Reproduce the lines below without any change, starting at the line containing "Target: dry stone masonry" and ending at the line containing "[[[78,115],[75,100],[31,65],[18,65],[0,51],[0,170],[34,144]]]", with both of those lines included.
━━ DATASET RECORDS ━━
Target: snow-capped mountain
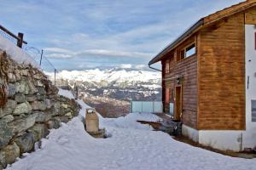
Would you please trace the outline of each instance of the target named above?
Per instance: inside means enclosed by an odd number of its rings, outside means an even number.
[[[54,73],[46,73],[53,79]],[[161,99],[161,73],[114,68],[85,71],[62,71],[56,83],[79,87],[79,94],[87,104],[106,116],[130,111],[130,101],[153,101]],[[113,114],[113,115],[109,115]]]
[[[48,73],[53,76],[53,73]],[[160,73],[148,71],[135,71],[114,68],[111,70],[99,69],[85,71],[62,71],[58,77],[68,81],[88,82],[95,84],[113,85],[126,83],[132,86],[137,82],[149,82],[150,85],[160,83]],[[155,88],[160,88],[156,86]]]

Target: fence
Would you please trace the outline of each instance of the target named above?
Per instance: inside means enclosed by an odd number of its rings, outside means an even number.
[[[18,36],[16,36],[0,25],[0,36],[9,39],[30,54],[34,60],[40,65],[44,73],[49,76],[49,79],[52,81],[55,86],[69,88],[67,81],[61,76],[55,65],[44,55],[44,50],[27,45],[27,42],[23,40],[23,33],[19,32]]]
[[[19,48],[22,48],[23,43],[27,44],[27,42],[23,40],[23,33],[19,32],[18,36],[16,36],[1,25],[0,25],[0,34],[3,37],[13,42],[14,43],[16,43]]]
[[[169,115],[173,116],[174,105],[170,103]],[[162,113],[163,103],[161,101],[131,101],[131,112]]]

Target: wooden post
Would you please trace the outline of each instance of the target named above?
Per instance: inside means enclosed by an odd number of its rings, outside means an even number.
[[[40,57],[40,66],[41,66],[41,64],[42,64],[43,53],[44,53],[44,50],[42,49],[42,51],[41,51],[41,57]]]
[[[19,32],[18,33],[18,41],[17,41],[17,46],[20,48],[22,48],[22,43],[23,43],[23,33]]]
[[[56,69],[55,69],[55,85],[56,85]]]

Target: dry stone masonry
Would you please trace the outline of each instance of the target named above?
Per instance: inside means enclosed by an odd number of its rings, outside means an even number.
[[[78,115],[75,100],[31,65],[18,65],[0,51],[0,170],[34,144]]]

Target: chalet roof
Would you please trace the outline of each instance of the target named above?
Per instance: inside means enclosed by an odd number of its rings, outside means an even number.
[[[190,28],[184,31],[184,33],[183,33],[178,38],[177,38],[174,42],[172,42],[166,48],[164,48],[164,50],[159,53],[154,59],[152,59],[149,61],[148,65],[150,66],[151,65],[159,62],[165,54],[172,51],[174,48],[176,48],[177,45],[179,45],[181,42],[183,42],[184,40],[191,37],[194,33],[197,32],[203,27],[207,27],[224,18],[242,12],[253,6],[256,6],[256,0],[247,0],[245,2],[232,5],[222,10],[217,11],[216,13],[212,14],[208,16],[201,18]]]

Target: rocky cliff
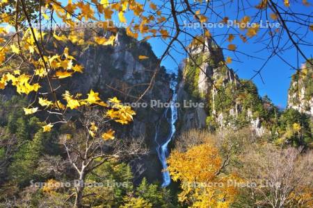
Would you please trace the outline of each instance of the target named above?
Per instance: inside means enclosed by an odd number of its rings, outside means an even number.
[[[190,57],[180,69],[178,101],[204,102],[204,108],[181,108],[179,127],[236,128],[250,125],[258,136],[265,132],[262,112],[266,103],[259,96],[255,85],[240,80],[225,64],[222,49],[208,38],[205,44],[193,43]]]
[[[309,62],[302,64],[291,77],[287,107],[313,117],[313,67]]]
[[[171,76],[166,73],[164,67],[159,67],[159,61],[147,42],[138,42],[127,36],[122,28],[117,33],[97,31],[97,34],[95,34],[94,31],[87,29],[81,29],[77,33],[83,34],[82,38],[86,43],[95,35],[109,37],[113,35],[116,37],[113,46],[93,44],[74,45],[68,41],[58,48],[58,51],[55,53],[62,54],[64,48],[67,47],[77,62],[83,66],[83,73],[54,81],[54,87],[58,89],[56,93],[60,98],[61,94],[58,94],[58,92],[62,92],[66,89],[73,94],[85,94],[92,89],[99,92],[104,101],[116,96],[123,103],[135,103],[145,92],[154,71],[157,70],[152,87],[138,102],[149,104],[151,100],[159,100],[161,103],[166,103],[171,99]],[[47,46],[49,50],[55,50],[54,48]],[[139,55],[145,55],[148,58],[140,59]],[[41,85],[43,90],[47,87],[45,83]],[[8,86],[0,93],[9,98],[15,94],[13,88]],[[136,112],[134,122],[127,125],[113,123],[114,128],[120,139],[129,137],[145,138],[147,147],[151,150],[150,155],[143,159],[147,172],[146,176],[150,177],[150,180],[155,180],[161,177],[161,165],[155,152],[155,124],[161,121],[163,125],[160,128],[164,134],[168,131],[168,125],[166,119],[163,116],[165,109],[148,106],[135,107],[134,110]]]

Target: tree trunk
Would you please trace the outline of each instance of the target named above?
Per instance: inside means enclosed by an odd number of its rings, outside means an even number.
[[[81,173],[79,174],[79,184],[77,184],[76,187],[75,202],[74,204],[74,207],[75,208],[81,207],[81,199],[83,198],[83,191],[84,189],[84,179],[85,173],[84,171],[82,170]]]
━━━
TASK RESPONSE:
Target: dry stone masonry
Would you please trace the outline of each instance of the target named above?
Per instance: inside means enclosed by an odd number of its rings, outside means an even number.
[[[78,115],[75,100],[31,65],[18,65],[0,51],[0,170],[34,144]]]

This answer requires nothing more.